## WRITTEN INSTRUCTION
Retype the entries word for word, beginning at the line that has "Would you please locate the pink" and stopping after the line that has "Query: pink tank top".

## SOURCE RECORDS

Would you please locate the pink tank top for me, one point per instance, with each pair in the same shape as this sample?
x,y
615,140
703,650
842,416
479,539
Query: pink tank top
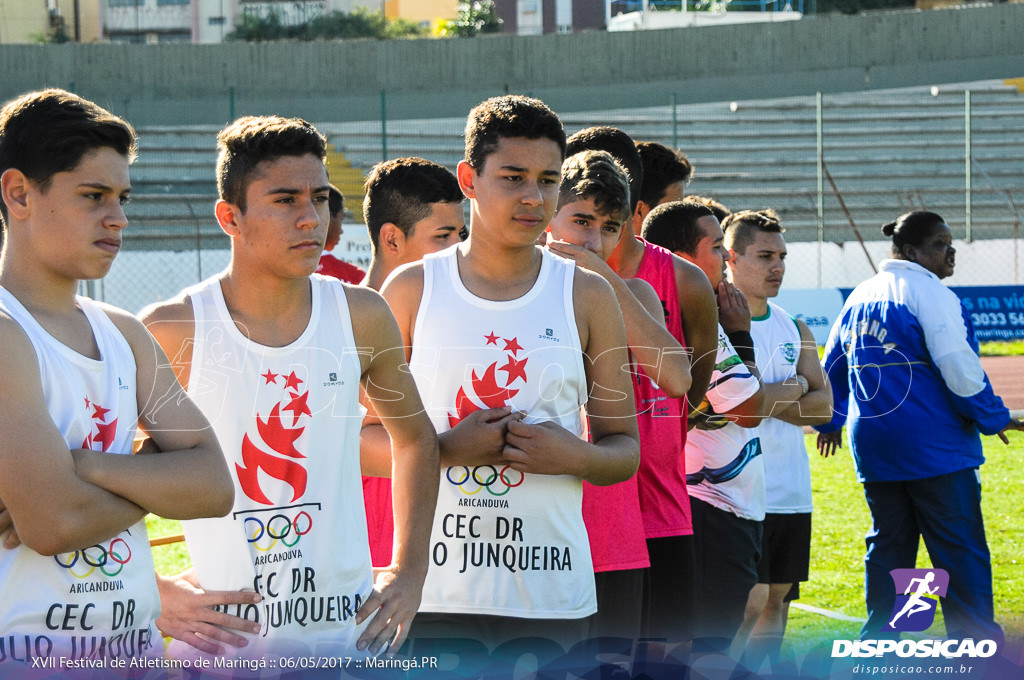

...

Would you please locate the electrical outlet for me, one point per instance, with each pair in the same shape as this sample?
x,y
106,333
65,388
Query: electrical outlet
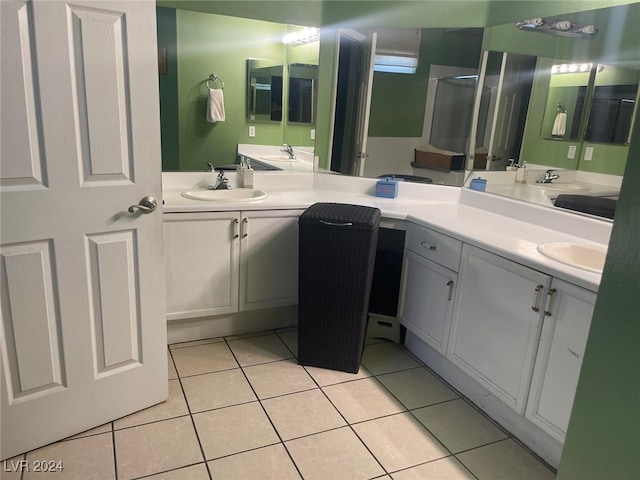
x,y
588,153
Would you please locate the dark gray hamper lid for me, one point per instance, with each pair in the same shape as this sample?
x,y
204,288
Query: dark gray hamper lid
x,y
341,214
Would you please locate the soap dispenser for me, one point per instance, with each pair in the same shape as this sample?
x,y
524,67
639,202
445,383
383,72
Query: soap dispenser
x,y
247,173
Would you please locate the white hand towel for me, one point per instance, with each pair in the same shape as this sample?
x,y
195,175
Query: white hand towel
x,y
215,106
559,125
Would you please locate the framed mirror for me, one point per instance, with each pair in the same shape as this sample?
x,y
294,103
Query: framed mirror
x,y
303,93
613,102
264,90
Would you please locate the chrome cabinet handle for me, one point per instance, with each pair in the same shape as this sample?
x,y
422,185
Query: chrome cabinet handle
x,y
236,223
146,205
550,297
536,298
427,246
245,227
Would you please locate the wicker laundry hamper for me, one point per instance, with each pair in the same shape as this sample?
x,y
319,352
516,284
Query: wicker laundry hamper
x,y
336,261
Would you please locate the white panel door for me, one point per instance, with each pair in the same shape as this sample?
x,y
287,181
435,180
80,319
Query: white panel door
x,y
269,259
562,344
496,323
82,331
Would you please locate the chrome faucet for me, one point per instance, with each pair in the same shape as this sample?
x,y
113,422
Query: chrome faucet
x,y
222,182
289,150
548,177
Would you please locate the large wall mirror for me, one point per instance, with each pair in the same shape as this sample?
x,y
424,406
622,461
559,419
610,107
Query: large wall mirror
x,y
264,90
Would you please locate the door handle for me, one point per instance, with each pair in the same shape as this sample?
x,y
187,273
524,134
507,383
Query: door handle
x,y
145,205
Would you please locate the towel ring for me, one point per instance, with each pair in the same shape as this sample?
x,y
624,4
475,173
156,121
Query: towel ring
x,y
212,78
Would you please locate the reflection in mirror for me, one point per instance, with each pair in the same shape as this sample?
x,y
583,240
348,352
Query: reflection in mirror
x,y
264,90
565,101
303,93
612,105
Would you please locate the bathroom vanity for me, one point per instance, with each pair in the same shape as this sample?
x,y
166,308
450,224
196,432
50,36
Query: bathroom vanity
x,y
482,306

==

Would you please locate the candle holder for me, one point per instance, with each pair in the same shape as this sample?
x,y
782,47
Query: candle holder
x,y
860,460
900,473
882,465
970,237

## CORRECT RESPONSE
Would you please locate the pink tank top for me, one point per instance, with each pair in the same shape as this sample?
x,y
615,140
703,650
842,416
479,539
Query: pink tank top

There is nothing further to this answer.